┏━━

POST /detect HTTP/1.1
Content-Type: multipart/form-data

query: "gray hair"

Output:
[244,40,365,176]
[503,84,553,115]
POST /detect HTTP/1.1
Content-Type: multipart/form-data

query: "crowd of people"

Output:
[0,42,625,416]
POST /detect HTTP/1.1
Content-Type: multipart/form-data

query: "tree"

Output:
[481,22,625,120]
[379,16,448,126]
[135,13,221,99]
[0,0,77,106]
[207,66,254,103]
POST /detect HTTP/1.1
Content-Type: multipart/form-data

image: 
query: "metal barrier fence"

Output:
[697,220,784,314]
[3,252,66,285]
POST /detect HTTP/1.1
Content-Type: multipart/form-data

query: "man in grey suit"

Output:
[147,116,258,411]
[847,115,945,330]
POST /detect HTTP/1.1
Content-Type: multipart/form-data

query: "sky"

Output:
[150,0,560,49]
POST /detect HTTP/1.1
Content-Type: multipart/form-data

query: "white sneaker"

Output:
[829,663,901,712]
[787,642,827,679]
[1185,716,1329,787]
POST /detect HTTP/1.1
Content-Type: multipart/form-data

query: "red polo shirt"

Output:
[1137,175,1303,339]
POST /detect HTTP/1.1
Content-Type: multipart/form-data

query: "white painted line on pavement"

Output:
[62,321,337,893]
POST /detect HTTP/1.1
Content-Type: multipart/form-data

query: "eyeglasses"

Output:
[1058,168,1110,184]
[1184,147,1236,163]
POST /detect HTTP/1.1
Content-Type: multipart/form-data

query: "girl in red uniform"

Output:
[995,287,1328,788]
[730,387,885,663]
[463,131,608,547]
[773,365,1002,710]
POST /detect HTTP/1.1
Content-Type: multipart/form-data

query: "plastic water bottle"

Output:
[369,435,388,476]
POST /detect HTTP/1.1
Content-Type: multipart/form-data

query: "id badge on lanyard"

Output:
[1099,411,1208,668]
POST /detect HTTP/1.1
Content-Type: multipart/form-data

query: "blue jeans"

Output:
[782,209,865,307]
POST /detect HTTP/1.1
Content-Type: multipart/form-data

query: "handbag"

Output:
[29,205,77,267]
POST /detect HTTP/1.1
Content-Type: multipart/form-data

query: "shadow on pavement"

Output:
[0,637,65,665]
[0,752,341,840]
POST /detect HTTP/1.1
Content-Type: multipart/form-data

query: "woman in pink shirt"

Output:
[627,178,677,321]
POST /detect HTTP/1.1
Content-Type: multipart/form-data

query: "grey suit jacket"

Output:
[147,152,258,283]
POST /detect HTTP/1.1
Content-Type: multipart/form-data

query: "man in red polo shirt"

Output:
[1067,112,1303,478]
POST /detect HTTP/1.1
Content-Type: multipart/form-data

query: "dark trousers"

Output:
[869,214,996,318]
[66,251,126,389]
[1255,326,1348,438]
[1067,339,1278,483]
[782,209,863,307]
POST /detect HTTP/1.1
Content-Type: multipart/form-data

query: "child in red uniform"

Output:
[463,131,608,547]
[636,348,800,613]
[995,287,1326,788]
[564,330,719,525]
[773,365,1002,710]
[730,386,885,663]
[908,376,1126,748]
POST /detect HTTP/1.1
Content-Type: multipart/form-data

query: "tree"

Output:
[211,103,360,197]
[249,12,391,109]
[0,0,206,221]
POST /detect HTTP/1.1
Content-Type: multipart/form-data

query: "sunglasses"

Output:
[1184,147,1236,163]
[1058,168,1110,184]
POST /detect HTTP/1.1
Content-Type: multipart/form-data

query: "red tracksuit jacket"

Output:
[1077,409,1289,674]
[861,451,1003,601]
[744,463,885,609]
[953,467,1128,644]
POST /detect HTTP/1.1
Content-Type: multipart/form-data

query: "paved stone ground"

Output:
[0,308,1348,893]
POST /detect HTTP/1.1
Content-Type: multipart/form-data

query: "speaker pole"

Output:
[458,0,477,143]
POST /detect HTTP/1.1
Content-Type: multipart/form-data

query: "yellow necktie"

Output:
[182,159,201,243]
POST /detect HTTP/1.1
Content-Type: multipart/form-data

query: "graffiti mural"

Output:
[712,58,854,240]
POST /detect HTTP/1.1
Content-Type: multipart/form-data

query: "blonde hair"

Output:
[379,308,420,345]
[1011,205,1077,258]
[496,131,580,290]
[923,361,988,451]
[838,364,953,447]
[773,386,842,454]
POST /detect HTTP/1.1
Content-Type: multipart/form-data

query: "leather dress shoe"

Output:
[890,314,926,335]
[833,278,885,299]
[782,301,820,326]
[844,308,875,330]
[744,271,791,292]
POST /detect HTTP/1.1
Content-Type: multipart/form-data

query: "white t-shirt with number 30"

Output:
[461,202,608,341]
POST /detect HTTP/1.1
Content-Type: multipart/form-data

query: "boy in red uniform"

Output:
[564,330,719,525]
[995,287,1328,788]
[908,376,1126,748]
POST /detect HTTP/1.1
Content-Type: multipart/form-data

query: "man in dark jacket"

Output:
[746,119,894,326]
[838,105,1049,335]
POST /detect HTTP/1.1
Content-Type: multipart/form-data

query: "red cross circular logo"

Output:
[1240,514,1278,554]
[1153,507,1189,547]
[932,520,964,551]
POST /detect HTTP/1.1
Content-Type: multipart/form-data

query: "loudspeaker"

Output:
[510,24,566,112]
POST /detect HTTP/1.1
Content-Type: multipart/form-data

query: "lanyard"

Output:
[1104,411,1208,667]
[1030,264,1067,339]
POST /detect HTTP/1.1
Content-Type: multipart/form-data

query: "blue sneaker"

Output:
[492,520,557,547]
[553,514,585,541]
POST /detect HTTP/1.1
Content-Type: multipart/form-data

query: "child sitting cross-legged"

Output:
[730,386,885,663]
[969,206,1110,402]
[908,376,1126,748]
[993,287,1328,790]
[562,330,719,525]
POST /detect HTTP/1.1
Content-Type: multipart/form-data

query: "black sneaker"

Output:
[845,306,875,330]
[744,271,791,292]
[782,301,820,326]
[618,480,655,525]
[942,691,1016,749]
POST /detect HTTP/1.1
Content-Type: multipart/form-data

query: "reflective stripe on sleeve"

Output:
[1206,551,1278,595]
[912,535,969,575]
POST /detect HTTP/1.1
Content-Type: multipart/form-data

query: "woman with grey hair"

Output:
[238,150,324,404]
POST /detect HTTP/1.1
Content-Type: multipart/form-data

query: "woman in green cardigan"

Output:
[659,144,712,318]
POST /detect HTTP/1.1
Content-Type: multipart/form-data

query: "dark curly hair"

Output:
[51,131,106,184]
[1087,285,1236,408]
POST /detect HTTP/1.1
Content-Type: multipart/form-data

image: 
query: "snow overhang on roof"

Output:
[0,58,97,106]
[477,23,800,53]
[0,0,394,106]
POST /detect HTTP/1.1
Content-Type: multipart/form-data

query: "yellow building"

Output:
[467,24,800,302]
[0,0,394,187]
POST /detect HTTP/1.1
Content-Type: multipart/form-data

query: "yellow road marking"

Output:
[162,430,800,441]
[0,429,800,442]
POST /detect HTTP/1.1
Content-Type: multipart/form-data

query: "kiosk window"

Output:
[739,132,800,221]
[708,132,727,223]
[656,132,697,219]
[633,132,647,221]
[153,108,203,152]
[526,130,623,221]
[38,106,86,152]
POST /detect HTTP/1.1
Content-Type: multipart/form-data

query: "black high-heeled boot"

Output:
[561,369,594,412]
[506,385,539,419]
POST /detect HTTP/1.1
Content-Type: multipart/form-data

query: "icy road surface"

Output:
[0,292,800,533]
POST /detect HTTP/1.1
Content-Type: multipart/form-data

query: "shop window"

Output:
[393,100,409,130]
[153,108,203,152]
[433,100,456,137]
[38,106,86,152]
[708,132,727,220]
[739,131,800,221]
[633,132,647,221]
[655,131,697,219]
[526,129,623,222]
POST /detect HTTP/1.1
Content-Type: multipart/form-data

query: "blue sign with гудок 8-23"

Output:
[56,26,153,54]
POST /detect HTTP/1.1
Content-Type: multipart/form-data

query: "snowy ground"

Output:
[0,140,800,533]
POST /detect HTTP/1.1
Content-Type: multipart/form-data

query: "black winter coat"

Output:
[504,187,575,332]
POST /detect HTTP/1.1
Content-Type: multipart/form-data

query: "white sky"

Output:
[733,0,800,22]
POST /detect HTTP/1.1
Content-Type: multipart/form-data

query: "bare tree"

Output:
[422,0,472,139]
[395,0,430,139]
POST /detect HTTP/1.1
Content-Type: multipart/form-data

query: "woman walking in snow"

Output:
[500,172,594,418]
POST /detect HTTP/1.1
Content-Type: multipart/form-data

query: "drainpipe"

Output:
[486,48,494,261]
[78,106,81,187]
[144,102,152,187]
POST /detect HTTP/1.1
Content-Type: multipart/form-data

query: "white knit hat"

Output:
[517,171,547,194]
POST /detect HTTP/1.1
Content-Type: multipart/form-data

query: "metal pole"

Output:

┗━━

* **WORK REQUIRED**:
Can you rewrite the entries as a Markdown table with the columns "Row" and "Line", one line per row and no blank lines, from the first line of the entries through the line containing "[847,115,945,330]"?

* **THE REPLY**:
| Row | Line |
|---|---|
| 1 | POST /detect HTTP/1.1 |
| 2 | Content-Type: multipart/form-data |
| 3 | query: "gray hair" |
| 4 | Output: |
| 5 | [244,40,365,176] |
| 6 | [503,84,553,115] |
| 7 | POST /detect HTTP/1.1 |
| 8 | Content-Type: multipart/form-data |
| 9 | query: "crowd of people" |
| 10 | Output: |
| 11 | [0,42,625,416] |
| 12 | POST /detect HTTP/1.1 |
| 13 | Content-Type: multipart/form-data |
| 14 | query: "tree" |
| 15 | Output: |
| 16 | [481,22,625,120] |
| 17 | [379,16,448,126] |
| 18 | [135,13,221,99] |
| 19 | [0,0,77,106] |
| 20 | [207,66,254,103] |
| 21 | POST /detect HTTP/1.1 |
| 22 | Content-Type: multipart/form-data |
| 23 | image:  |
| 24 | query: "metal barrier fence" |
| 25 | Output: |
| 26 | [697,220,784,314] |
| 27 | [3,252,66,285] |
| 28 | POST /detect HTTP/1.1 |
| 29 | Content-Type: multipart/form-data |
| 30 | query: "man in grey suit" |
| 31 | Output: |
| 32 | [147,116,258,411] |
| 33 | [847,115,945,330] |